(Saved data entries)

________________________________________

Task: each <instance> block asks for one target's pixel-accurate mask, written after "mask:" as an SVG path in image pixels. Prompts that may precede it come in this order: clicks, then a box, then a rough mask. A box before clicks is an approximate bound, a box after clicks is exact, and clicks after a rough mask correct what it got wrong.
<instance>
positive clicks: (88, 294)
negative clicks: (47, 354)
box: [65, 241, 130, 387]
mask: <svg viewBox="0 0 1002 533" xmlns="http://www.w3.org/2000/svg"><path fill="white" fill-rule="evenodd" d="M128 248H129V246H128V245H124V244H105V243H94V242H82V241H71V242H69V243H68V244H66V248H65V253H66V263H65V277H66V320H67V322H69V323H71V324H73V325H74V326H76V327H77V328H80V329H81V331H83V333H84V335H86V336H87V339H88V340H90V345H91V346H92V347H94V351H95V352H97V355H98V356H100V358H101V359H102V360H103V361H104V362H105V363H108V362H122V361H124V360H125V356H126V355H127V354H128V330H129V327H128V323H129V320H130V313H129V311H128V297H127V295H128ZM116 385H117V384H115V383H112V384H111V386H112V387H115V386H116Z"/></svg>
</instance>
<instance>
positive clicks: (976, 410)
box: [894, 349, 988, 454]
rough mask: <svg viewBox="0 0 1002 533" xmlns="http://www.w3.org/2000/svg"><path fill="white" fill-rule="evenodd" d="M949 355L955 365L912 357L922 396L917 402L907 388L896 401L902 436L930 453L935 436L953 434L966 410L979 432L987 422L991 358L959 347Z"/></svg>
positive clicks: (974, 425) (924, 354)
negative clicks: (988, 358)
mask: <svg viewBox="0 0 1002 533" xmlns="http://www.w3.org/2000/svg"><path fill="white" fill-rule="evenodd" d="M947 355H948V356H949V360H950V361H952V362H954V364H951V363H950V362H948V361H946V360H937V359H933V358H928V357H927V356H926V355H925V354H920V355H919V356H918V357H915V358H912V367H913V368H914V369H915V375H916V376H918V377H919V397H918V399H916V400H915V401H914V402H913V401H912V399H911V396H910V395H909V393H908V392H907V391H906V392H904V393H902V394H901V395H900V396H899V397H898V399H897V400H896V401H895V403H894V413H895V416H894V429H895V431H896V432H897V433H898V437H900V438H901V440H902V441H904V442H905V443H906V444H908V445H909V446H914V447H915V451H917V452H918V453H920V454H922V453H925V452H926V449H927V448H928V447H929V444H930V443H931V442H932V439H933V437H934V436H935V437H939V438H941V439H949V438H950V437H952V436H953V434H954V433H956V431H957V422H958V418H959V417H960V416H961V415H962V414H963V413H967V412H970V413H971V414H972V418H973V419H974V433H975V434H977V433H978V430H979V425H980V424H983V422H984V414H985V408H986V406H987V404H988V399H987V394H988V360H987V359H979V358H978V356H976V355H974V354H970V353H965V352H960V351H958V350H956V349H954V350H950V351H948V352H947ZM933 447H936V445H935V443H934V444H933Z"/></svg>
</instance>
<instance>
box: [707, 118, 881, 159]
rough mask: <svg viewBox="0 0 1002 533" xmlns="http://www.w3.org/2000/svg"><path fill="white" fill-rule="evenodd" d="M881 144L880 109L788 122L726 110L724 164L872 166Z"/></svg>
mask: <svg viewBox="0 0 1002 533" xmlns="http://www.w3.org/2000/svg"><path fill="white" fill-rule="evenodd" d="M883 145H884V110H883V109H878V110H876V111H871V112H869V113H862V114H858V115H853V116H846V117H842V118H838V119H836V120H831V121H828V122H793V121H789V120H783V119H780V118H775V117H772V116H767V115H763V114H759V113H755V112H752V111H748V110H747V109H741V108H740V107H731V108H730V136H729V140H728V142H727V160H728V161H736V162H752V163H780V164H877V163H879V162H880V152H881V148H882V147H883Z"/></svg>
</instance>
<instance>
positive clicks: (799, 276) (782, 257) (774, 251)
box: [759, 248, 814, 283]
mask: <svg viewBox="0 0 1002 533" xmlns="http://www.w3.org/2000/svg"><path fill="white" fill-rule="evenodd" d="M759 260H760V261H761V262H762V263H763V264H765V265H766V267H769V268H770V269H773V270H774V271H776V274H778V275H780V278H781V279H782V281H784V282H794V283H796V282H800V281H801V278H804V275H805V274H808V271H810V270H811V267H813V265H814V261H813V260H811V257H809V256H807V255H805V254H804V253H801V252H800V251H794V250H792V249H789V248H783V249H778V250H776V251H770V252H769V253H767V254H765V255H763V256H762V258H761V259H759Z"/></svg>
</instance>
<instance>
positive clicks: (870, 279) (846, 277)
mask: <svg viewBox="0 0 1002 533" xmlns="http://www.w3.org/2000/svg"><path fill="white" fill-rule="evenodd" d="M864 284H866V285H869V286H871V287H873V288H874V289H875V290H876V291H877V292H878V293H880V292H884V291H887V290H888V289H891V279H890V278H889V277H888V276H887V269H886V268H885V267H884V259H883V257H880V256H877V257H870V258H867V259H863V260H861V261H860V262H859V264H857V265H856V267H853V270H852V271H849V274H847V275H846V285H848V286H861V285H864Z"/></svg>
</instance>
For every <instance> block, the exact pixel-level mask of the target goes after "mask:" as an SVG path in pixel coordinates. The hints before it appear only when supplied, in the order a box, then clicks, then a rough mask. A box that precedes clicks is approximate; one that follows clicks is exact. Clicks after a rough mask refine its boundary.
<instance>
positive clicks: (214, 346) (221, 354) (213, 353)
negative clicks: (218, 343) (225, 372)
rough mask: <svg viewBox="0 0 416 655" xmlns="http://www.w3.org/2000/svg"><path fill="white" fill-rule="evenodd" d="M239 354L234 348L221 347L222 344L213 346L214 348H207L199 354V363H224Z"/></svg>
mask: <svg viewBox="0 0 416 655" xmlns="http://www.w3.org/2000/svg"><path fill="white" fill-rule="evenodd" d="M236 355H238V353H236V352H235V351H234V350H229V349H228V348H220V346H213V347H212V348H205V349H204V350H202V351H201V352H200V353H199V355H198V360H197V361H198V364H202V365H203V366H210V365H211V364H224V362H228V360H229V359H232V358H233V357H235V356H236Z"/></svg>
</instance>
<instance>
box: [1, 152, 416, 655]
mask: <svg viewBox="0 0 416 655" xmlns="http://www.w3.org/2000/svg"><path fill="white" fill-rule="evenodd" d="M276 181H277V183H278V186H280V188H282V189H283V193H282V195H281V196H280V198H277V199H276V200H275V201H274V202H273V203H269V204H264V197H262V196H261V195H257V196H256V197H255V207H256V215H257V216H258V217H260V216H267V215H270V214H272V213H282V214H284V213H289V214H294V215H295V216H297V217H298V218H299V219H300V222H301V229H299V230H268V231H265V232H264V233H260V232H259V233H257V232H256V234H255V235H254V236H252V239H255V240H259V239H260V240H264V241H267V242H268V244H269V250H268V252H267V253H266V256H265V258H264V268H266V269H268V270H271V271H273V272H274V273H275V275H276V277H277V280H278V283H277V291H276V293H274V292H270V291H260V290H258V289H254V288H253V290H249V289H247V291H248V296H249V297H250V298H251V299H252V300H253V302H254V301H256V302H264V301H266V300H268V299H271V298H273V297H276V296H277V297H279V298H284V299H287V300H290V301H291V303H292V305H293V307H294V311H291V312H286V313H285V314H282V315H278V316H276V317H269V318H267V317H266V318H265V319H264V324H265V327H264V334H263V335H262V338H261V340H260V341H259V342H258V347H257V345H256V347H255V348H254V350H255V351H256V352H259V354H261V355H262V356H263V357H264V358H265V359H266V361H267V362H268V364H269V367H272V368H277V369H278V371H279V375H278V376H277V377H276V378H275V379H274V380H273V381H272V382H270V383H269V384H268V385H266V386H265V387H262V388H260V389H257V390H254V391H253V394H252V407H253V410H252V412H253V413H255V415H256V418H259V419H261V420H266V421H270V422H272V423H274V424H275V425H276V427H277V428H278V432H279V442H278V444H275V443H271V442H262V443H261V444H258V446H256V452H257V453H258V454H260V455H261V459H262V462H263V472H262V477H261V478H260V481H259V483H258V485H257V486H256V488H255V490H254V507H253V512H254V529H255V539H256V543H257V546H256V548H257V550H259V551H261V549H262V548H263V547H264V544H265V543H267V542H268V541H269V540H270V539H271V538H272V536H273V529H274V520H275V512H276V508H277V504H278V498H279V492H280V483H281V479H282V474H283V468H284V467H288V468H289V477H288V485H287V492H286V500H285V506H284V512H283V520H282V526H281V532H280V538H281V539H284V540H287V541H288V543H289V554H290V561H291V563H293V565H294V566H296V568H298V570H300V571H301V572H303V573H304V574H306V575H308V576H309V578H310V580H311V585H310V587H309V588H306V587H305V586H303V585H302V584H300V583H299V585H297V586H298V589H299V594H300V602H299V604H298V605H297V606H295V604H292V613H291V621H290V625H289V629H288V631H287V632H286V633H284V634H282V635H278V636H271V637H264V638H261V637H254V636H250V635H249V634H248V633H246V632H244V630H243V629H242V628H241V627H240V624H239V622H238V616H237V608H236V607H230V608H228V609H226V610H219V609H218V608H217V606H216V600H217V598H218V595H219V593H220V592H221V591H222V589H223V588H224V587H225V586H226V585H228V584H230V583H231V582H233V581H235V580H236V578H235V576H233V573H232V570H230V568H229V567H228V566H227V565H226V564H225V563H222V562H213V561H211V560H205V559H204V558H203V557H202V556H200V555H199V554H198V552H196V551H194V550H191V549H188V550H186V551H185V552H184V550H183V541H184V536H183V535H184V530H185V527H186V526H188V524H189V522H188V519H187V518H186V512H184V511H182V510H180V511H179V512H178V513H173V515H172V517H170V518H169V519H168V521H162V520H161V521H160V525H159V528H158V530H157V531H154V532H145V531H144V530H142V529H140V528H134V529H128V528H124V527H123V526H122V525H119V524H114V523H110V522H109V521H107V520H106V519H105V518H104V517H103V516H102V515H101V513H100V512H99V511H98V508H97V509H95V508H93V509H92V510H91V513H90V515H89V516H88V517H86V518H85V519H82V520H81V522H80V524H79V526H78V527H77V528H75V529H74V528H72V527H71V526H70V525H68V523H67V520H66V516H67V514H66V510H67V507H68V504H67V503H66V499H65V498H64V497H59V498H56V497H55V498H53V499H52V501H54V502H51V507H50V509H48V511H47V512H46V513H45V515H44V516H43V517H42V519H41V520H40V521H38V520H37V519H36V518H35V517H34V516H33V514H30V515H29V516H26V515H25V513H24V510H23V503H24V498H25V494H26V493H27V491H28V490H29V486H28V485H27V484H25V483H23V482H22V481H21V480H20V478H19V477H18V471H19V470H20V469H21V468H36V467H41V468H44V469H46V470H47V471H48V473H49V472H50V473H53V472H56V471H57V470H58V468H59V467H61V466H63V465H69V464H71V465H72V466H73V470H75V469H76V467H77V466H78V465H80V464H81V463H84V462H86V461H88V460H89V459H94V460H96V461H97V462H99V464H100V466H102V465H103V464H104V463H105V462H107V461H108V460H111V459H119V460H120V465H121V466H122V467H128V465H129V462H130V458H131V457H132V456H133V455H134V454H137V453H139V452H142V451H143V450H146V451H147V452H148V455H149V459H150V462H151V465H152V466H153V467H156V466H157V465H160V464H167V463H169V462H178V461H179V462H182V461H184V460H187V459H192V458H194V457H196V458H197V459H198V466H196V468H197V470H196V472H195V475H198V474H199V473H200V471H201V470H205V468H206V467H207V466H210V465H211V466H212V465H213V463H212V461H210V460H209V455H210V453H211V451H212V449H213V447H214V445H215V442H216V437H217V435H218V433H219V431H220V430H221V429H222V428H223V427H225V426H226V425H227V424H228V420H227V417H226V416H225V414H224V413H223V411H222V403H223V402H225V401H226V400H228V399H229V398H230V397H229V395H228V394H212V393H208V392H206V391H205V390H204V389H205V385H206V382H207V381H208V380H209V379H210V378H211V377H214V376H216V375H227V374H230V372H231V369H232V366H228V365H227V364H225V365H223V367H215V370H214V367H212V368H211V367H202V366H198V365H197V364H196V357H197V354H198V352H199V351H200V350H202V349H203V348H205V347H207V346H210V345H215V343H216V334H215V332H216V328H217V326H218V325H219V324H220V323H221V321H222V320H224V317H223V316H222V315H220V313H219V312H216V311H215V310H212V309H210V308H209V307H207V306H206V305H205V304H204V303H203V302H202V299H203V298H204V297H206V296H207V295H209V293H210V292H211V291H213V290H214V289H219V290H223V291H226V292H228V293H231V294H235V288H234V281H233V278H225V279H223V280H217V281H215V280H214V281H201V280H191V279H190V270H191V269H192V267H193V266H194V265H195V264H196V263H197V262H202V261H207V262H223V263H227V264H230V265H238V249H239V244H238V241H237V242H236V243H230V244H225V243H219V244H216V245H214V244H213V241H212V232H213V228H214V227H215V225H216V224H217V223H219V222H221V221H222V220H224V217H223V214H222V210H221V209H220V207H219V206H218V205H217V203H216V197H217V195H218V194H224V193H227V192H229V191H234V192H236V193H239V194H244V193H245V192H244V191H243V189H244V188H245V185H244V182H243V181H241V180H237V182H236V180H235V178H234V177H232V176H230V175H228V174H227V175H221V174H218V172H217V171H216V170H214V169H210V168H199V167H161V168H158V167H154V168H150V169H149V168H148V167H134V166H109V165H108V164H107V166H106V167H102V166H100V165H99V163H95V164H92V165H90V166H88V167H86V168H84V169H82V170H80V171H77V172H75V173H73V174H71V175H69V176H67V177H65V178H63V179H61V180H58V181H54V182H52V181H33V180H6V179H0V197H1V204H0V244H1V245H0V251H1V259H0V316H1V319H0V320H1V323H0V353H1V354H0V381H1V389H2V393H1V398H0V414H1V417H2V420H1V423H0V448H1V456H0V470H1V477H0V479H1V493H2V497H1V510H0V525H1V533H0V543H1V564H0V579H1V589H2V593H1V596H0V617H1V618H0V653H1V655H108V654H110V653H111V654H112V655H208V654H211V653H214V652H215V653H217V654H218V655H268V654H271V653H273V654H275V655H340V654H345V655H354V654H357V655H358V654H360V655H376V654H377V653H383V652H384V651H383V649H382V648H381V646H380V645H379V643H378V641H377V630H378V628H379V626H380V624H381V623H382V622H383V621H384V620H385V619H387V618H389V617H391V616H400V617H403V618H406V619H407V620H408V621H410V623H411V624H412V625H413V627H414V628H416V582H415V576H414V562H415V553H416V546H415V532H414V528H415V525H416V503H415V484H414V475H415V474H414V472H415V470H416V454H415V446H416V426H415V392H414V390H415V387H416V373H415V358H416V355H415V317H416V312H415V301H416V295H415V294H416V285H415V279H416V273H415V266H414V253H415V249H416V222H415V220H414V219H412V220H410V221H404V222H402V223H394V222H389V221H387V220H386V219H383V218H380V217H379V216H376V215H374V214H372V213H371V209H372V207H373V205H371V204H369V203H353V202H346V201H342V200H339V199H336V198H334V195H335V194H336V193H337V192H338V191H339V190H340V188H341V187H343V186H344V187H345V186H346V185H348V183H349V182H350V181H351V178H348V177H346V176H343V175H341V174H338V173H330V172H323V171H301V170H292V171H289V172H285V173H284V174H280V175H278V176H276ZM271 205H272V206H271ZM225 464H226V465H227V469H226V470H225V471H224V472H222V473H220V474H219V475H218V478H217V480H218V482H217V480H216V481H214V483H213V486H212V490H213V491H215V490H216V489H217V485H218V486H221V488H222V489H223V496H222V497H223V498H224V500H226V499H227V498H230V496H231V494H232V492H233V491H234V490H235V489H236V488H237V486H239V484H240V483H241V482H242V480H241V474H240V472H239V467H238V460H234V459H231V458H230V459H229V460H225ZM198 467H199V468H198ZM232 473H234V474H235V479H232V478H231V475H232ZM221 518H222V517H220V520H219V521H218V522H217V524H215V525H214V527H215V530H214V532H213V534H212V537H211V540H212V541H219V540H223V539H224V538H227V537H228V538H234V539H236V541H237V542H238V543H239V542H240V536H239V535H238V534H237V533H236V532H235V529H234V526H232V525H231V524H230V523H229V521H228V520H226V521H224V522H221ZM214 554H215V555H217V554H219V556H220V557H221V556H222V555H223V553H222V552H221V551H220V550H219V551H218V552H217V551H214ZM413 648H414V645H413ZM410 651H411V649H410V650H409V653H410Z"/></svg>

________________________________________

§ **About this exercise**:
Tally the lines above containing "that". Number only.

§ **Expected output**:
2